→ DOCUMENT PASSAGE
Pursuing its belief that the Palestinian guerrillas trapped in West Beirut can and should be forced to surrender to Israel's invasion army, the Reagan administration cast two isolated votes of support for Israel's actions in Lebanon against overwhelming majorities in the United Nations yesterday.
In an early morning ballot after 16 hours of discussion and attempts to reach a compromise, the administration broke ranks with its two oldest European allies and 12 other countries on the Security Council by vetoing a resolution calling for an Israeli withdrawal from Beirut's city center.
Late in the afternoon, the United States and Israel were the only two nations to vote against a non-binding resolution in an emergency session of the General Assembly that determined an immediate withdrawal of all Israeli forces from Lebanon and asked the United Nations to consider punitive actions if Israel does not comply. The resolution was approved by 127 other countries.
The Security Council veto came after a day of conflicting signals from a State Department caught up in the abrupt resignation of Alexander M. Haig Jr. It followed attempts by American allies to persuade Washington that it will stand accused of encouraging a bloodbath if its assessment that the Palestinians will lay down their arms rather than fight is wrong.
The 14-to-1 Security Council vote on the resolution, which France introduced and Britain, Japan, Spain and Ireland joined in supporting, also triggered sharp reactions from Arab moderates. Egyptian President Hosni Mubarak told reporters in Cairo that he was "greatly disappointed" by the American veto.
Egypt had strongly supported the French resolution, and Mubarak predicted that American relations with Arab governments would suffer unless a way is found to prevent a massacre of the Palestinians.
Saudi Arabia, in an official statement broadcast by Riyadh Radio, said the kingdom "deeply regrets the rejection of the French resolution, which could have led to positive and effective results in checking the grave deterioration of the situation in Lebanon and restoring security and stability."
The flurry of diplomatic activity in New York, the controversy and mystery around Haig's departure and the proclamation of another cease-fire in Beirut Friday night left the Lebanese crisis still centered on the question that has defined it since Israeli troops arrived at the outskirts of Beirut and cut the guerrillas' only possible escape route, the Damascus-Beirut highway.

→ DATASET ROWS
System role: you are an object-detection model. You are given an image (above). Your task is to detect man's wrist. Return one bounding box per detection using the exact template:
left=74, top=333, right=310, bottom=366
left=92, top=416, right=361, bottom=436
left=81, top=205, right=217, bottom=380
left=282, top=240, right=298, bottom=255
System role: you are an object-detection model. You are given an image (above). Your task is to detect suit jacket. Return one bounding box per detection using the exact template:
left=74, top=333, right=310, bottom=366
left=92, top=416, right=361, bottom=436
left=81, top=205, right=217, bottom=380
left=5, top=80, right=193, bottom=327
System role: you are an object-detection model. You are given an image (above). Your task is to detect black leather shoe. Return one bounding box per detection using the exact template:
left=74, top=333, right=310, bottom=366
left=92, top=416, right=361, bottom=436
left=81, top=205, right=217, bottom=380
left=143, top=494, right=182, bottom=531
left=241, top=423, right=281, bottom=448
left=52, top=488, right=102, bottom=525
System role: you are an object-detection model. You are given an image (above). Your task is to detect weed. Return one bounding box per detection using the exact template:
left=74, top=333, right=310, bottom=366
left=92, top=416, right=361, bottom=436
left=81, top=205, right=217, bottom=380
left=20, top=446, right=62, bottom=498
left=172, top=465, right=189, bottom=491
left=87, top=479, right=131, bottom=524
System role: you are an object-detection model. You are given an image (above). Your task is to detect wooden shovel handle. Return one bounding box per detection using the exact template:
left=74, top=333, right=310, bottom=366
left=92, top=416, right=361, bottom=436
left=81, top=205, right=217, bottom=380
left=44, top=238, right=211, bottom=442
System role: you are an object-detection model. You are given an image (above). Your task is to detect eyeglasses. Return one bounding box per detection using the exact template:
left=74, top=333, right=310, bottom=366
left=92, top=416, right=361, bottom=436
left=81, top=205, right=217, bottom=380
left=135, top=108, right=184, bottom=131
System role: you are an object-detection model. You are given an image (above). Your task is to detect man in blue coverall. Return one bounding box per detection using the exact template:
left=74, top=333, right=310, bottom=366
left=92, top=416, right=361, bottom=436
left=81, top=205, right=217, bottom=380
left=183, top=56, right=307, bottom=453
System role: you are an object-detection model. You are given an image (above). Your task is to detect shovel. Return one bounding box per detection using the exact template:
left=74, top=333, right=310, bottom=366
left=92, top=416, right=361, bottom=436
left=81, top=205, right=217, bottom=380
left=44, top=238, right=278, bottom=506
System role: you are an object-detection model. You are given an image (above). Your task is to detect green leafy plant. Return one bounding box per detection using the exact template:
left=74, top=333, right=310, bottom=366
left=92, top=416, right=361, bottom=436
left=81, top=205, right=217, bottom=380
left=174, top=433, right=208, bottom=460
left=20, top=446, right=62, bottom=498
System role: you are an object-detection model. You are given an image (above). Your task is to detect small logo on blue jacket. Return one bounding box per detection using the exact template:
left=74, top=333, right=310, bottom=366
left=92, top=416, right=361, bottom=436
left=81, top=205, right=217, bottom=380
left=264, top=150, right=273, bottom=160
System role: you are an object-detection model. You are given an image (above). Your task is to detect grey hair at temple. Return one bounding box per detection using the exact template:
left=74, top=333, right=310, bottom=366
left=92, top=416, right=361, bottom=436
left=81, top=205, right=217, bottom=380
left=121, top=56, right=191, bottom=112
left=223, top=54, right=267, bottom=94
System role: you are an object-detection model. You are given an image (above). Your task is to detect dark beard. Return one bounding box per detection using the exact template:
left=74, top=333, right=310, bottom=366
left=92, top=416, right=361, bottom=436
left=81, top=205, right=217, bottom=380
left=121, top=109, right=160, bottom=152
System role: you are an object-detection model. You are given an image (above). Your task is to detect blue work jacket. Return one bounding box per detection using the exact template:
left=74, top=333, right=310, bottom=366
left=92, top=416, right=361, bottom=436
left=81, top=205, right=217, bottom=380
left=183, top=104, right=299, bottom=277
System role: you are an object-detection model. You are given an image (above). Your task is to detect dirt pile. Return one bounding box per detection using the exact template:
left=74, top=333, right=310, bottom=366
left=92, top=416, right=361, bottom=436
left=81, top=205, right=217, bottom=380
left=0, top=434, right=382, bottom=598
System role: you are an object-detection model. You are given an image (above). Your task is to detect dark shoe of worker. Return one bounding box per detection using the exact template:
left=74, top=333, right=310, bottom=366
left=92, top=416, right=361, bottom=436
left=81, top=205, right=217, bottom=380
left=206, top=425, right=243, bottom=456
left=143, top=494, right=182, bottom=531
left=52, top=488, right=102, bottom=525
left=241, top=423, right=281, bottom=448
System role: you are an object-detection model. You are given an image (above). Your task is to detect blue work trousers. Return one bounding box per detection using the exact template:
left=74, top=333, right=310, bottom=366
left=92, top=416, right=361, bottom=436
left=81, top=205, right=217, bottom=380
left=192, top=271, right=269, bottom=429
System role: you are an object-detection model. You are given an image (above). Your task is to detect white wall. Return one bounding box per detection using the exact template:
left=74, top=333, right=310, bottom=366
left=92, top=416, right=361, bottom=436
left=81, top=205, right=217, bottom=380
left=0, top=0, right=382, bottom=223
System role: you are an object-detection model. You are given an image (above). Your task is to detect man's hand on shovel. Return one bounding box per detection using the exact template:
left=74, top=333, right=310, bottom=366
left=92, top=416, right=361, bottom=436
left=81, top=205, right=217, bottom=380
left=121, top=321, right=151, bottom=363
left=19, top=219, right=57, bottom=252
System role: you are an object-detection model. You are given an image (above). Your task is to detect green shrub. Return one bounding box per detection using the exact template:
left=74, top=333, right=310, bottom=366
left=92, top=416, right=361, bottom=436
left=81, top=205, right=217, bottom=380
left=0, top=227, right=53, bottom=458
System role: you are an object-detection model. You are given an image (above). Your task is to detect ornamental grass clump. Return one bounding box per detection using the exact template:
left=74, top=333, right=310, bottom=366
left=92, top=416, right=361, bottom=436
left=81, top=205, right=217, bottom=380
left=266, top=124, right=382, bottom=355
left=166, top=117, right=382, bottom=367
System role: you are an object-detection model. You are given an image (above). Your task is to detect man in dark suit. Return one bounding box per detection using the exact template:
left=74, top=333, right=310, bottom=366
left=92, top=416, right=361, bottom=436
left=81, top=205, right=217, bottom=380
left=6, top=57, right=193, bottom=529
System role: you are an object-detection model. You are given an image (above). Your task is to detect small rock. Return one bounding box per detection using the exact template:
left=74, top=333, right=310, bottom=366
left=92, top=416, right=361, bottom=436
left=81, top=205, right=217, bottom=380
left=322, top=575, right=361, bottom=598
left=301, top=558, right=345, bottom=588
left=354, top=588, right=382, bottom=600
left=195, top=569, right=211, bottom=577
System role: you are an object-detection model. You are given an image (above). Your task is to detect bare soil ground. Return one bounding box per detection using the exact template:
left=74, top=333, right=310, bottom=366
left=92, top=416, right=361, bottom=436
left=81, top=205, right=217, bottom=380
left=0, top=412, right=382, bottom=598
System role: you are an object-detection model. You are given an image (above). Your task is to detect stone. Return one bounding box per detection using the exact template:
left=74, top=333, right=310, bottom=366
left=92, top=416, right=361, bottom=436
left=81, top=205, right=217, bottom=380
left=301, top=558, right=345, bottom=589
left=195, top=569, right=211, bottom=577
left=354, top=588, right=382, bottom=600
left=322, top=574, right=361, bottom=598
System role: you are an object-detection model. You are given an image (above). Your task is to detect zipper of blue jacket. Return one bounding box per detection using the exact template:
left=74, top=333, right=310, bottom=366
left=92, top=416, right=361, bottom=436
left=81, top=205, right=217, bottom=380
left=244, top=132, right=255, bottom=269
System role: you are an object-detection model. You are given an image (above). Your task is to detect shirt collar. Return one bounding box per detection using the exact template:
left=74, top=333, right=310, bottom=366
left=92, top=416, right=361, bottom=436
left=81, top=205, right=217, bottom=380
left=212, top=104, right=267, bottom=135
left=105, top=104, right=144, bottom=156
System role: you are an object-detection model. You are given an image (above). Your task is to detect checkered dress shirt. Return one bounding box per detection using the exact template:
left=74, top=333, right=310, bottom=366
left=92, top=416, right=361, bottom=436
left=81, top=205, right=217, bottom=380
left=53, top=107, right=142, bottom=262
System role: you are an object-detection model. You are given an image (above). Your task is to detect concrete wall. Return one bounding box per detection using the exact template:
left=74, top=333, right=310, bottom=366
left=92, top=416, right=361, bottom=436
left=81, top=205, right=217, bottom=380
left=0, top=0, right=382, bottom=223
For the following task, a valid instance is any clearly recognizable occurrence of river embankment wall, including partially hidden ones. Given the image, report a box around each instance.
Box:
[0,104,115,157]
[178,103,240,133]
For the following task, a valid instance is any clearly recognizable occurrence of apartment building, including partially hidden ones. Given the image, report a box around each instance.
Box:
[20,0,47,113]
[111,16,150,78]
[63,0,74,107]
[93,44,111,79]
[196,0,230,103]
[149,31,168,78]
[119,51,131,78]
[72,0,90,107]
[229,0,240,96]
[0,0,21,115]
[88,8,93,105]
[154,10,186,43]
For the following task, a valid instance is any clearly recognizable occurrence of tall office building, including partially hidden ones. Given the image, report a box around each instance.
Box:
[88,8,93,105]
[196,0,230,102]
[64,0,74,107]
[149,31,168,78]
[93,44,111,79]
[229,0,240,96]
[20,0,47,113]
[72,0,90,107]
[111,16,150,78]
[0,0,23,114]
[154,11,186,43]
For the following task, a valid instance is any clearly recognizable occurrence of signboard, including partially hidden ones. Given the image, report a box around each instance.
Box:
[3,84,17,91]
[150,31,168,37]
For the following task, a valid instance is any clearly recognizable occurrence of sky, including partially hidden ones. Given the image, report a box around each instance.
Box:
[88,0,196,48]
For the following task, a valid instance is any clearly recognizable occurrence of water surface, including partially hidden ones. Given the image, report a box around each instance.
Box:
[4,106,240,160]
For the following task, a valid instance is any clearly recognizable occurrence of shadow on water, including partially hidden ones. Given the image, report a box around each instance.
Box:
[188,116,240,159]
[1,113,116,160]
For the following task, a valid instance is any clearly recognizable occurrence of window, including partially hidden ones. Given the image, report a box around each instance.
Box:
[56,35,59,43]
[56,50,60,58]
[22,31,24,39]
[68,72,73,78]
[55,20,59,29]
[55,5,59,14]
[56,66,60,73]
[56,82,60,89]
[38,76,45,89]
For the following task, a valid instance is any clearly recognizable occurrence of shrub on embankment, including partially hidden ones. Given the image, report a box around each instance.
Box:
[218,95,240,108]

→ DIRECTIVE A
Using the news report on the UN votes over Lebanon, answer these:
(i) How many other countries approved the General Assembly resolution?
(ii) Which country introduced the Security Council resolution that the United States vetoed?
(iii) What route did the report call the guerrillas' only possible escape route?
→ DIRECTIVE B
From the news report on the UN votes over Lebanon, set down the passage starting with "Late in the" and going on through "fight is wrong.".

→ EXERCISE OUTPUT A
(i) 127
(ii) France
(iii) The Damascus-Beirut highway

→ EXERCISE OUTPUT B
Late in the afternoon, the United States and Israel were the only two nations to vote against a non-binding resolution in an emergency session of the General Assembly that determined an immediate withdrawal of all Israeli forces from Lebanon and asked the United Nations to consider punitive actions if Israel does not comply. The resolution was approved by 127 other countries.
The Security Council veto came after a day of conflicting signals from a State Department caught up in the abrupt resignation of Alexander M. Haig Jr. It followed attempts by American allies to persuade Washington that it will stand accused of encouraging a bloodbath if its assessment that the Palestinians will lay down their arms rather than fight is wrong.